(Dataset entries)
BEGIN

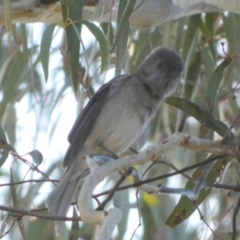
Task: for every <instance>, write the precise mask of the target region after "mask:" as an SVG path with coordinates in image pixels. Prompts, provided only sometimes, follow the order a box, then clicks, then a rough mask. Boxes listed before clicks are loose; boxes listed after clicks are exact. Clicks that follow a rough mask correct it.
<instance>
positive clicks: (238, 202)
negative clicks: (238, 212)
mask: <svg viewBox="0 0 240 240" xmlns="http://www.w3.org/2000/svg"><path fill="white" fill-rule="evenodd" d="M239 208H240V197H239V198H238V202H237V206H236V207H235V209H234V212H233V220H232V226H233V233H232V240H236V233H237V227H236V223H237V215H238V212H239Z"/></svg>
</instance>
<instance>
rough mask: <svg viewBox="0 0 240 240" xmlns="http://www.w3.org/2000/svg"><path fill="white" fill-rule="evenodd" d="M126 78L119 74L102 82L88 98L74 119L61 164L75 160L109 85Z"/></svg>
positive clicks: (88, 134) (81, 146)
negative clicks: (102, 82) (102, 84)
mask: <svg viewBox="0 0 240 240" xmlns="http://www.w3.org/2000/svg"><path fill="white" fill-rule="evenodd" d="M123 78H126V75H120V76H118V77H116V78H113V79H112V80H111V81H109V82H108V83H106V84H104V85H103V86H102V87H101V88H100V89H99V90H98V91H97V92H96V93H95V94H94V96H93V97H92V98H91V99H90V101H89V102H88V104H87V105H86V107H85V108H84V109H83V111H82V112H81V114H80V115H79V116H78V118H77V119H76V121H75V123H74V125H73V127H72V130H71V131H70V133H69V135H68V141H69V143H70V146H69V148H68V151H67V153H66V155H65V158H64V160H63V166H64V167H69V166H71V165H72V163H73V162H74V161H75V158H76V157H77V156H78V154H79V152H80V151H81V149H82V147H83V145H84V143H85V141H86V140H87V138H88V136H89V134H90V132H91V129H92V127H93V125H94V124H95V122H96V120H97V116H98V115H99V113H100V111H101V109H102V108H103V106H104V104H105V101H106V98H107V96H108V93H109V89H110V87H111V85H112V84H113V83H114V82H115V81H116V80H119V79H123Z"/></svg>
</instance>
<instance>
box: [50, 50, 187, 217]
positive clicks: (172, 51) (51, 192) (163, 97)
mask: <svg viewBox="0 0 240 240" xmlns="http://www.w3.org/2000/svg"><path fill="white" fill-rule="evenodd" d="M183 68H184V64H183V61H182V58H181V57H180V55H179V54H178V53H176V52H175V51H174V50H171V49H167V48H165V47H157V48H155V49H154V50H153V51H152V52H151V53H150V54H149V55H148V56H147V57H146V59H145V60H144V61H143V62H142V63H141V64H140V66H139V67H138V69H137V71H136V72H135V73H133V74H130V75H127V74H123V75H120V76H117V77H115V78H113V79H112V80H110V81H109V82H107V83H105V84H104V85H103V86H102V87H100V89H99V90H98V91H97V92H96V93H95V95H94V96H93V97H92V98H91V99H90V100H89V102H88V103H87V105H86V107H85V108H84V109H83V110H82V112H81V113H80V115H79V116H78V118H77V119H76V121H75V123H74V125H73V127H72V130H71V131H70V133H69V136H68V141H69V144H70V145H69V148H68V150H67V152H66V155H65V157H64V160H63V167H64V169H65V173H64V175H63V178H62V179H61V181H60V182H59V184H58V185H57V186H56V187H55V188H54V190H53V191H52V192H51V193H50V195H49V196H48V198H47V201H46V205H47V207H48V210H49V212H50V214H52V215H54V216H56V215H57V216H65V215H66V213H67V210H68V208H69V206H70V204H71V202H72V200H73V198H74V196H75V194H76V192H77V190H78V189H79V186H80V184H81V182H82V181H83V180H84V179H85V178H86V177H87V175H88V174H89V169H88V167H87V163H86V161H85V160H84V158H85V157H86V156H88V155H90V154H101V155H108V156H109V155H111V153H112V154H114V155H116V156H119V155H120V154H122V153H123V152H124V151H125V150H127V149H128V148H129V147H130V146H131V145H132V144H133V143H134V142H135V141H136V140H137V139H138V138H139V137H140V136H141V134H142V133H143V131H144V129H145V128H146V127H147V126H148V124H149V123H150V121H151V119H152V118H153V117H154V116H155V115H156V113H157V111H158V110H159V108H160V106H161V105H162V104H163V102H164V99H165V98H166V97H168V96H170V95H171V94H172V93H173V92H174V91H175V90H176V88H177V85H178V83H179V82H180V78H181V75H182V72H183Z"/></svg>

END
BEGIN

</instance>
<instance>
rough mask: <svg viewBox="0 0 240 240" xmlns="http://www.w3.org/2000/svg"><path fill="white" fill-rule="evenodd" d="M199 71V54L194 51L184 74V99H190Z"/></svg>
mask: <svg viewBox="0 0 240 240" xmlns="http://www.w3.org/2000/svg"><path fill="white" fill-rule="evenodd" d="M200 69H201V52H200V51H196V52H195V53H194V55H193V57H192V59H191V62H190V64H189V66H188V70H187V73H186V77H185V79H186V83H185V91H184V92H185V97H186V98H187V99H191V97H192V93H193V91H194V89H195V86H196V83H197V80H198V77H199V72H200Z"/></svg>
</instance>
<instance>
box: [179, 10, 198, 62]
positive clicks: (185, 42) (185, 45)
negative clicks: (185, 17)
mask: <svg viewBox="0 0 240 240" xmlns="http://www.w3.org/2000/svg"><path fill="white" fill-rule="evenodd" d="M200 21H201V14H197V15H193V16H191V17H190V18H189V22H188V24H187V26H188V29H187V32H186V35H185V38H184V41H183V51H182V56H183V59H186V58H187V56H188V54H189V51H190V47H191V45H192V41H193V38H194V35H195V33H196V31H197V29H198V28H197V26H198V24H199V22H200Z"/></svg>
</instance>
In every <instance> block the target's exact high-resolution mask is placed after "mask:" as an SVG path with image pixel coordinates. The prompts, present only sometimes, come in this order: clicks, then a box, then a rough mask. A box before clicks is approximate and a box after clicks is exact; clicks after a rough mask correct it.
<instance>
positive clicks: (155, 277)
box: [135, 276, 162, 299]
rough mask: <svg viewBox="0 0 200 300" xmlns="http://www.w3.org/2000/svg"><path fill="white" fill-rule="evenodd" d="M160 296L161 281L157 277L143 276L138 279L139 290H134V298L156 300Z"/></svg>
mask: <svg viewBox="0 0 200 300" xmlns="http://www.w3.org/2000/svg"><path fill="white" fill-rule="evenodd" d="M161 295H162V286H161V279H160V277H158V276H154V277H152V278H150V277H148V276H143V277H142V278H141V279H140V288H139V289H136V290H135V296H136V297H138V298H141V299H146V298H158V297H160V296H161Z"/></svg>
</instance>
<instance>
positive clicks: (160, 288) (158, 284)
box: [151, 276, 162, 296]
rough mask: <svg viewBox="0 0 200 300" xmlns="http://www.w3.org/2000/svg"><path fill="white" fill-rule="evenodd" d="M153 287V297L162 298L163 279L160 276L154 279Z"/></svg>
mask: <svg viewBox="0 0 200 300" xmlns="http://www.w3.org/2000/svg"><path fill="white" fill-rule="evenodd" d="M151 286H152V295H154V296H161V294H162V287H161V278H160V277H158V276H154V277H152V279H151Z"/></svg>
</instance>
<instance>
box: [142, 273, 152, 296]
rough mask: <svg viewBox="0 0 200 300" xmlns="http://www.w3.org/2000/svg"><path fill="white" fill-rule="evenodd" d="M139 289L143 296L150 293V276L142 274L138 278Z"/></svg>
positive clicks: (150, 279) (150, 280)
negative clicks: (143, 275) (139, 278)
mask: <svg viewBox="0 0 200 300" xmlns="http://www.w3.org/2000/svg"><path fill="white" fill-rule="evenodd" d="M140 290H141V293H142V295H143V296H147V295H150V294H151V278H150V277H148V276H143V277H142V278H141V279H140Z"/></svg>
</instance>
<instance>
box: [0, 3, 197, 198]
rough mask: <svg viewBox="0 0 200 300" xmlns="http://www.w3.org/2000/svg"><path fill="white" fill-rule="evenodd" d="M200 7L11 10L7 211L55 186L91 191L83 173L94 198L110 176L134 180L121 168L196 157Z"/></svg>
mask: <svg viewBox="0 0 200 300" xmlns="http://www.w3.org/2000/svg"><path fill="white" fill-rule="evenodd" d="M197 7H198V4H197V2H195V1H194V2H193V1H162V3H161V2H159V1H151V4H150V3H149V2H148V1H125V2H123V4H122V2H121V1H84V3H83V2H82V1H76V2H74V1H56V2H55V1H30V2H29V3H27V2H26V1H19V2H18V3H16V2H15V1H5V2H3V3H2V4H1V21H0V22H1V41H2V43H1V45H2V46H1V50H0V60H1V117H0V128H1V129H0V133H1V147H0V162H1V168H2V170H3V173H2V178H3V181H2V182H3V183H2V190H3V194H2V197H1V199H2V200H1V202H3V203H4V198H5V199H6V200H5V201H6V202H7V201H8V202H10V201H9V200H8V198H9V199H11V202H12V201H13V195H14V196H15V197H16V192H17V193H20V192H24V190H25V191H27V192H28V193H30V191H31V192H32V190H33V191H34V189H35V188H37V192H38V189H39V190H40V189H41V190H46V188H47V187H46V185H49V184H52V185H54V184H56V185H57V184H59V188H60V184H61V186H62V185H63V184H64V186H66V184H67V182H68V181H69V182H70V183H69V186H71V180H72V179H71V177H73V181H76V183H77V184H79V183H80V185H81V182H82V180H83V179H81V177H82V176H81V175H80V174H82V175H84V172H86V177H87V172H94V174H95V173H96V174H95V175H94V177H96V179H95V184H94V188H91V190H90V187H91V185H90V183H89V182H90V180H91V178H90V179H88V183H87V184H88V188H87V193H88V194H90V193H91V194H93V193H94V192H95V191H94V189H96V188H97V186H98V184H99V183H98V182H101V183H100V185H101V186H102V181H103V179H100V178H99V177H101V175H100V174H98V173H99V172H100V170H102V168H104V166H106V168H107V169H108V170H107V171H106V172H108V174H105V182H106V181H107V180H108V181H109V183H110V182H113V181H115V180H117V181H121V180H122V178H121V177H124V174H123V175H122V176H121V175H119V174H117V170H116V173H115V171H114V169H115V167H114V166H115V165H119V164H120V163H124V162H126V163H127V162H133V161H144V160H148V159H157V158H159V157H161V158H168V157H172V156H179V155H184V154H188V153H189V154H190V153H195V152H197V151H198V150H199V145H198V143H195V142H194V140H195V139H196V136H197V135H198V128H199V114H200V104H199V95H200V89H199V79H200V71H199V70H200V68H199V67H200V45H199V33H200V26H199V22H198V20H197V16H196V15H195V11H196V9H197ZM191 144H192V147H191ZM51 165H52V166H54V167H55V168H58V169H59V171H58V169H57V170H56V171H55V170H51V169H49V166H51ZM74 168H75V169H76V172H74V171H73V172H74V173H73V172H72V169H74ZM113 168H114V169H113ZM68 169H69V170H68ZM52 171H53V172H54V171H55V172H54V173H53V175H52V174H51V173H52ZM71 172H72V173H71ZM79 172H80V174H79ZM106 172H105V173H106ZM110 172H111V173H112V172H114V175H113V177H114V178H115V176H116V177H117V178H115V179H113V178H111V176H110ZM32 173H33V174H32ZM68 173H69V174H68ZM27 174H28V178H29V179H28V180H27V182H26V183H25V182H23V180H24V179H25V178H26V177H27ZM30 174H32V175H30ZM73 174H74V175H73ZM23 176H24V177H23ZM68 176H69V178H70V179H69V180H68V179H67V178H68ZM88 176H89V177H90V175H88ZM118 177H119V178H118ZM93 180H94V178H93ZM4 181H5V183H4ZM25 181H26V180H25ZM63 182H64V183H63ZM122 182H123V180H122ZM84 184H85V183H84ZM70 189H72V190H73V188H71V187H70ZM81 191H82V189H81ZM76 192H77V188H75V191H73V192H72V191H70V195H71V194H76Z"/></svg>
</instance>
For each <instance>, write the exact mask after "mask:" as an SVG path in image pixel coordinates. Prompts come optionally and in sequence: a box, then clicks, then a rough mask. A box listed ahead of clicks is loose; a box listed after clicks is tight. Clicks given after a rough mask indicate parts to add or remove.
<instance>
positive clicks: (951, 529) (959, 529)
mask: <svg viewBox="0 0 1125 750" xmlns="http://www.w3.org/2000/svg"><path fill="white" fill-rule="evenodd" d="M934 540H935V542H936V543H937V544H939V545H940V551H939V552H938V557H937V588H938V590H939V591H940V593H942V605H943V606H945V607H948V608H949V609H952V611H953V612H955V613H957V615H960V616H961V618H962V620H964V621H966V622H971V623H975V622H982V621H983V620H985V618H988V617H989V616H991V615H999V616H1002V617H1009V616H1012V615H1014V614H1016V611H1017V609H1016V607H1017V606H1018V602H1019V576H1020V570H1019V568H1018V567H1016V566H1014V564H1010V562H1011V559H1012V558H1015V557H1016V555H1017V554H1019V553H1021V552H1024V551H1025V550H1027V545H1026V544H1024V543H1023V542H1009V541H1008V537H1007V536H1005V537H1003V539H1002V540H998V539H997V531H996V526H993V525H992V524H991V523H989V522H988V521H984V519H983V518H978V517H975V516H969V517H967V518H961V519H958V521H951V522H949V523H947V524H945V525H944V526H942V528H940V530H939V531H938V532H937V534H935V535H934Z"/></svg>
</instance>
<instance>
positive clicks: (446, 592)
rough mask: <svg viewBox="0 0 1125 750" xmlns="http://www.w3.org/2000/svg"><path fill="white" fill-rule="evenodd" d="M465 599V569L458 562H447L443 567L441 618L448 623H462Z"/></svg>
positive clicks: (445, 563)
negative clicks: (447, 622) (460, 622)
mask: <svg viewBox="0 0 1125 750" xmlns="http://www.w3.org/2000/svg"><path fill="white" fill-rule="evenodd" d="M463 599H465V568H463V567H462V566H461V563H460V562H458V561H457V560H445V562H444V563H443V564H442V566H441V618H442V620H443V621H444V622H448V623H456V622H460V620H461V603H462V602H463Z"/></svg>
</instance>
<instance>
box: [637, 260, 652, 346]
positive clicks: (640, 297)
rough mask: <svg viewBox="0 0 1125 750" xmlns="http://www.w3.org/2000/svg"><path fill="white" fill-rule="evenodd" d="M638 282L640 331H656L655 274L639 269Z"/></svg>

END
BEGIN

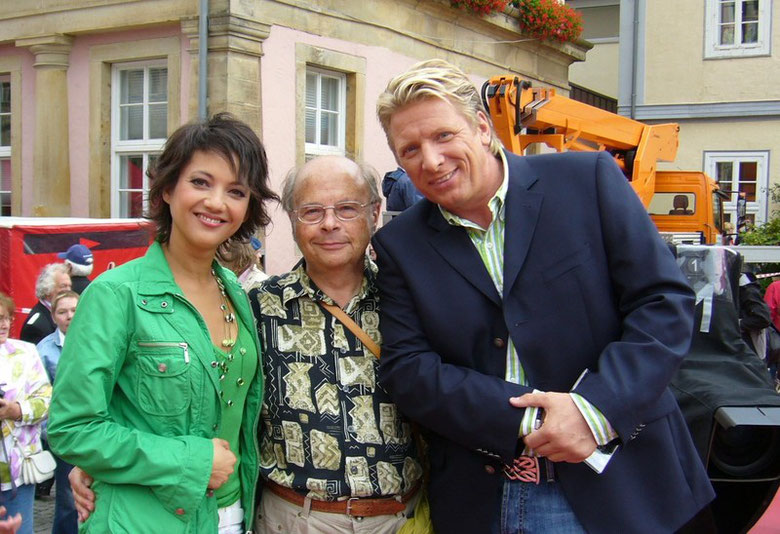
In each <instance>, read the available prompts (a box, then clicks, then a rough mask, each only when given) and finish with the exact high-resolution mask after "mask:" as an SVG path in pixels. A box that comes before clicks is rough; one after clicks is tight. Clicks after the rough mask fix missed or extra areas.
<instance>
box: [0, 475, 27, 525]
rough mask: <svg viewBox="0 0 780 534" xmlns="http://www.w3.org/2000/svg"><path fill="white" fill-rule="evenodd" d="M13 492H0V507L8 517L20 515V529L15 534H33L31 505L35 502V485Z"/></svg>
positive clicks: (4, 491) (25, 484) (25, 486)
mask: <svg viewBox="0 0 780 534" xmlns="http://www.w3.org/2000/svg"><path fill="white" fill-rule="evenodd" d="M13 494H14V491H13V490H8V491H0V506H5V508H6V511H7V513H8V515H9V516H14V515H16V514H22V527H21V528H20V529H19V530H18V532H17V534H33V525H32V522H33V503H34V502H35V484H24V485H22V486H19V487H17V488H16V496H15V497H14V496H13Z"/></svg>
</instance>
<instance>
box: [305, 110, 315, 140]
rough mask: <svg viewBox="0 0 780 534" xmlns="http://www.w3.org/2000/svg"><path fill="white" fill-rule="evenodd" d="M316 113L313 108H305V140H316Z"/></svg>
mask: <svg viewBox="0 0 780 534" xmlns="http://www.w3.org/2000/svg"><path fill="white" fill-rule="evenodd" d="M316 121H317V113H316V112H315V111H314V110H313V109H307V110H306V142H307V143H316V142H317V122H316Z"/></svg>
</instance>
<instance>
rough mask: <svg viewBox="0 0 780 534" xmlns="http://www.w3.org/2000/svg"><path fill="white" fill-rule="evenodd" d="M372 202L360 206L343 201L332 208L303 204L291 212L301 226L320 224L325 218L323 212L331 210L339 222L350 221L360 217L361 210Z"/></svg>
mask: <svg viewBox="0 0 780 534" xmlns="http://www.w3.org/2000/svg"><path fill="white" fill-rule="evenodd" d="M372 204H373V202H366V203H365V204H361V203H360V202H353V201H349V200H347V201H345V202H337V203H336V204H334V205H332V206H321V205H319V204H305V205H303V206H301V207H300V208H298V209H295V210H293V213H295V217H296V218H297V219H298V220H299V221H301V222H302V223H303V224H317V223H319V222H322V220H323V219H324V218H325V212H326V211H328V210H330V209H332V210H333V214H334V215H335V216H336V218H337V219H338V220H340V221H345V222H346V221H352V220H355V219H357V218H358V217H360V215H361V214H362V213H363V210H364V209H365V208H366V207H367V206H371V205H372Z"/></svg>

END

__Exercise description__
Extract the lines of the entries from the one containing "Task: for every" through the one containing "positive clicks: (88, 134) (81, 146)", inclusive, and reproduce them verbatim.

__Written solution__
Task: for every <instance>, write the precise mask of the target region after "mask:" as an SVG path with coordinates in image pixels. Prompts, provided only sometimes, follow the order a box, then clicks, then a rough mask. Boxes listed before clicks are loose; boxes listed after clicks are exact. Clicks that follow a rough mask correct it.
<instance>
positive clicks: (238, 202)
negative clicks: (238, 212)
mask: <svg viewBox="0 0 240 240" xmlns="http://www.w3.org/2000/svg"><path fill="white" fill-rule="evenodd" d="M239 208H240V197H239V198H238V202H237V206H236V207H235V209H234V212H233V220H232V226H233V233H232V240H236V233H237V227H236V223H237V215H238V212H239Z"/></svg>
</instance>
<instance>
rough mask: <svg viewBox="0 0 240 240" xmlns="http://www.w3.org/2000/svg"><path fill="white" fill-rule="evenodd" d="M126 78L119 74L102 82L88 98L74 119L61 164L75 160L109 85Z"/></svg>
positive clicks: (88, 134) (81, 146)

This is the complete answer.